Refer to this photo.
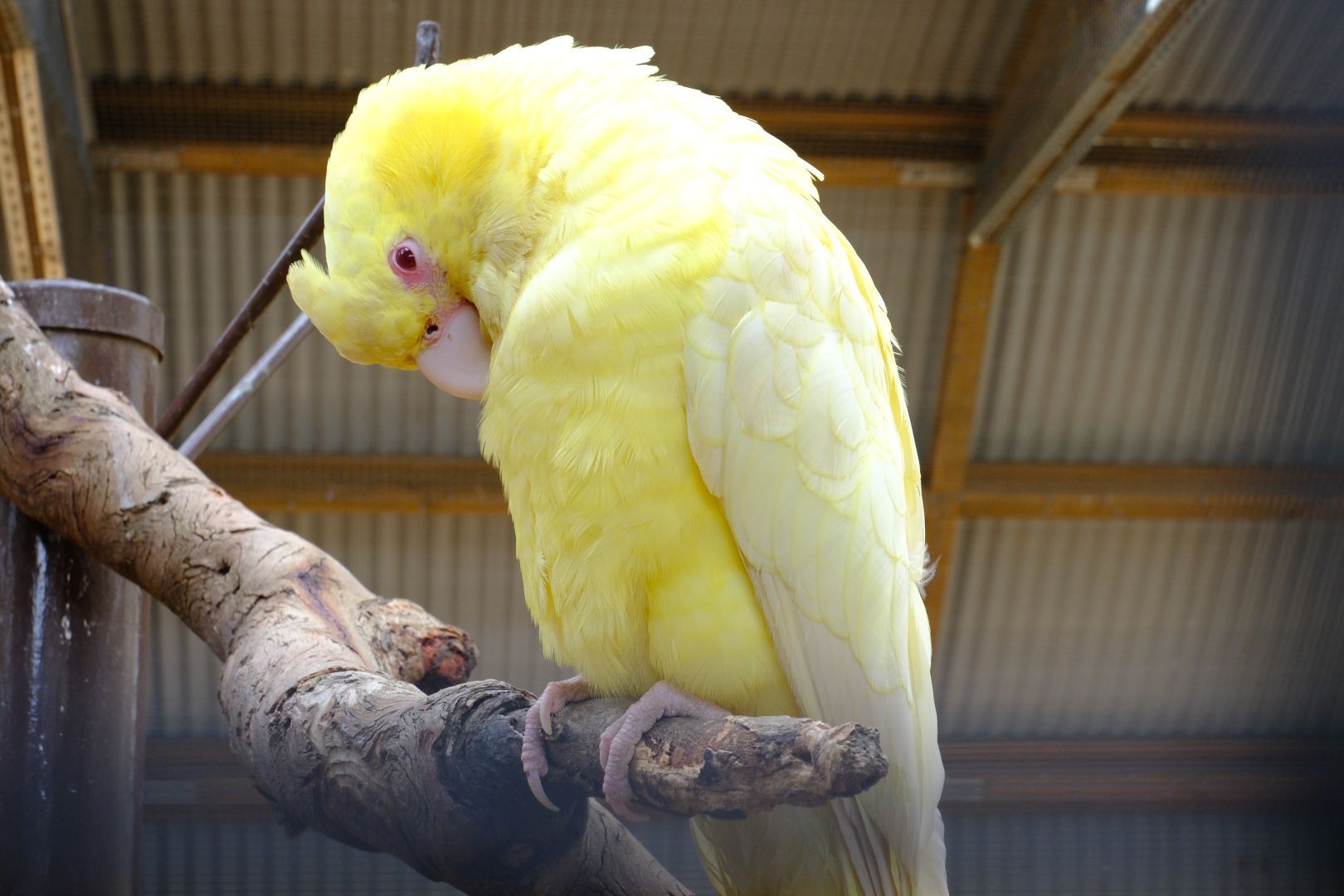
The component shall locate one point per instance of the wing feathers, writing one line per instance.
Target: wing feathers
(799, 425)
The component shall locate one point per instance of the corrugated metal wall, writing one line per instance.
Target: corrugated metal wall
(227, 859)
(1144, 627)
(912, 49)
(1192, 853)
(1203, 853)
(1159, 329)
(1255, 56)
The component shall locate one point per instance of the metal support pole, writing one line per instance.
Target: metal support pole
(71, 644)
(427, 47)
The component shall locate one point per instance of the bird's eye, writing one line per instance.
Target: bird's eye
(405, 258)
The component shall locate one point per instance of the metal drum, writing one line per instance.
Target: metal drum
(73, 642)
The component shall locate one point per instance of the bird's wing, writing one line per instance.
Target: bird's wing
(797, 421)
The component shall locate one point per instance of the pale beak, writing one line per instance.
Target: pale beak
(455, 356)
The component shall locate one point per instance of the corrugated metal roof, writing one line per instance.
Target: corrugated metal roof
(1142, 627)
(461, 568)
(916, 49)
(1168, 329)
(197, 243)
(1257, 56)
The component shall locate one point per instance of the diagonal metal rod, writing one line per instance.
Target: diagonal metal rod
(427, 49)
(265, 293)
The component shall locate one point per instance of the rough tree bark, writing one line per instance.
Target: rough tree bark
(350, 711)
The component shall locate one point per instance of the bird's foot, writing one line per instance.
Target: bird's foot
(538, 720)
(622, 735)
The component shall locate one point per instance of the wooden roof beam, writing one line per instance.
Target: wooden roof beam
(1077, 67)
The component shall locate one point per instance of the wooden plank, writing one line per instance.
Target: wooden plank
(202, 779)
(1062, 490)
(956, 416)
(27, 192)
(1079, 65)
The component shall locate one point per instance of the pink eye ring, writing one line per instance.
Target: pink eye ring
(407, 261)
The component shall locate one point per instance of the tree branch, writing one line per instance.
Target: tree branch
(348, 709)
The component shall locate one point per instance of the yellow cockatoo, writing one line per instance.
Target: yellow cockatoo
(689, 392)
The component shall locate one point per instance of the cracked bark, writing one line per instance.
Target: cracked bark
(353, 712)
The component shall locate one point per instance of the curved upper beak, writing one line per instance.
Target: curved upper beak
(455, 356)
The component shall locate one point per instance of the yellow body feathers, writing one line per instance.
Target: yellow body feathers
(693, 403)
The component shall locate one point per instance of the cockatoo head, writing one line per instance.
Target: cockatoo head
(426, 212)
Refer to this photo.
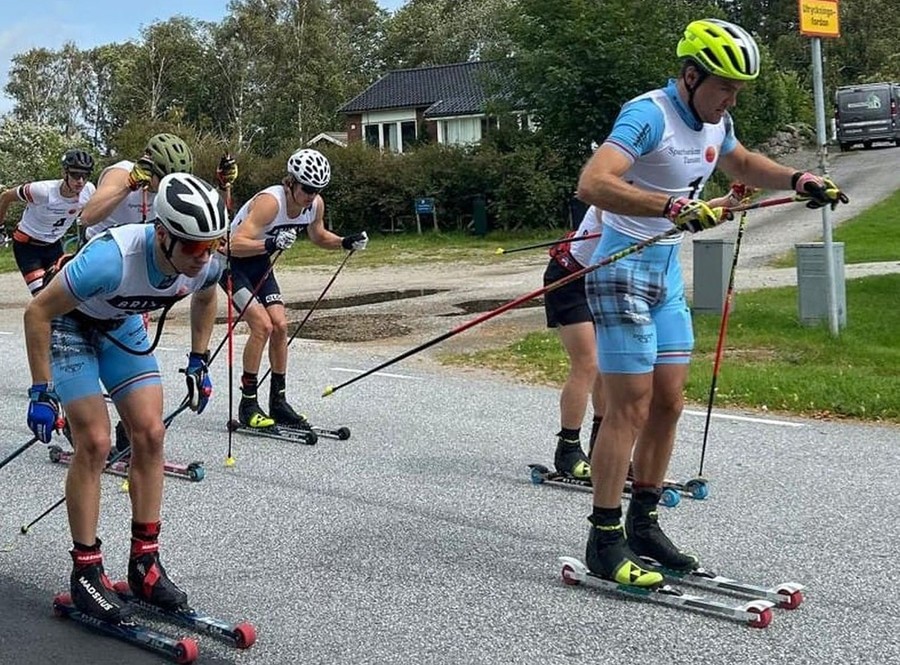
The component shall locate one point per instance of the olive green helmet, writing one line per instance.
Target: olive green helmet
(169, 154)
+ + + +
What is expected: Convert all of the rows above into a numbered list, omitting blank lines and excluding the pictures.

Response for this exercise:
1. Refer to this photo.
2. The component shall locate one point per instance of the wing feathers, writing one line per instance.
3. Target: wing feathers
4. (799, 425)
5. The component shall locate one point per instance of the corrugated metal wall, writing one line per instance.
6. Target: corrugated metal wall
7. (227, 859)
8. (1144, 627)
9. (912, 49)
10. (1192, 853)
11. (1203, 853)
12. (1159, 329)
13. (1255, 56)
14. The component shall locate one point per instance of the metal support pole, writing one line per instance.
15. Target: metal support pole
16. (71, 644)
17. (427, 47)
18. The component shall locate one point per instance of the bird's eye, writing one line per instance.
19. Target: bird's eye
20. (405, 258)
21. The component shall locate one point per instance of the metal drum, writing one line per instance.
22. Target: metal drum
23. (73, 642)
24. The component shall locate one point per instance of the bird's wing, writing one line per instance.
25. Target: bird's wing
26. (797, 421)
27. The component shall locate one point per instance of the pale beak, writing one line per instance.
28. Target: pale beak
29. (455, 356)
30. The component shall locate one point per instance of the corrugated metal roof, writing one line per instance.
31. Target: corrugated metal roof
32. (1142, 627)
33. (461, 568)
34. (916, 49)
35. (1168, 329)
36. (197, 243)
37. (1257, 56)
38. The component shall locate one point per instance of the diagonal metal rod, writing one line per instance.
39. Target: diagonal metal rod
40. (427, 49)
41. (265, 293)
42. The component shall locate one point per instance of the rough tree bark, writing one line per instance.
43. Target: rough tree bark
44. (350, 711)
45. The component shall locate one point per instance of the bird's foot, writing one line per instance.
46. Target: bird's foot
47. (538, 720)
48. (622, 735)
49. The component shall locate one point per instance of the wooden roof beam, writing one line per instance.
50. Target: wooden roof beam
51. (1077, 67)
52. The component shall locate one point per instance of the wooden plank, writing one line per instance.
53. Target: wooden plank
54. (202, 779)
55. (1062, 490)
56. (956, 416)
57. (27, 192)
58. (1079, 65)
59. The component shall locate one point per instance of the pink eye ring, writing one line per instance.
60. Target: pink eye ring
61. (407, 261)
62. The component shall locate one point per instance of the tree branch, writing one line per instance.
63. Target: tree branch
64. (348, 709)
65. The component shall locate one point per instance of the yellow cockatoo, writing one line per instance.
66. Target: yellow cockatoo
67. (689, 392)
68. The component shall locate one point per instance of the cracked bark, writing one line per instance.
69. Target: cracked bark
70. (353, 712)
71. The component shall locate one point per instance of the curved upper beak, writing one line per instance.
72. Target: curved upper beak
73. (455, 356)
74. The component shall locate one point per instance of the yellow body feathers, writing one line per instance.
75. Target: yellow body feathers
76. (693, 403)
77. The component shall locate one point per instance of the cockatoo head, writing one line per instance.
78. Target: cockatoo head
79. (426, 212)
80. Refer to this photo.
81. The component shall locate one point per instance of the olive green helmet, writing one line per instance.
82. Target: olive green helmet
83. (169, 154)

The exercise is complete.